_Source data_:
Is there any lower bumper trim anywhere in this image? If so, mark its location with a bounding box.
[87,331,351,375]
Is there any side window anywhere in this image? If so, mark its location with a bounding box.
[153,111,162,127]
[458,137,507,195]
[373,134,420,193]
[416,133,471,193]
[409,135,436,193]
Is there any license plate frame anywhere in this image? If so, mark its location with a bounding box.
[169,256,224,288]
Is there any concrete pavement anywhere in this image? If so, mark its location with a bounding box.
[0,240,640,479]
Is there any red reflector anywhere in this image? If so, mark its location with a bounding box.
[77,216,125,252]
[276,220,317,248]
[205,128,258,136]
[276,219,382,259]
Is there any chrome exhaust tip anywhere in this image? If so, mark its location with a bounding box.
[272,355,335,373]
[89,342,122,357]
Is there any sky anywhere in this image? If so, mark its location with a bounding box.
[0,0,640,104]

_Set problem_:
Copy out the rows above verbatim, from the line with "Is there any concrete" to the line with "[276,219,382,259]", including both of those lines.

_Response below_:
Is there any concrete pavement anywhere in this image? If so, mark its location with a bounding box.
[0,240,640,479]
Is there any red reflector anywhere in this image? If so, mark its location with a bounding box.
[77,216,125,252]
[276,220,317,248]
[205,128,258,136]
[276,219,382,259]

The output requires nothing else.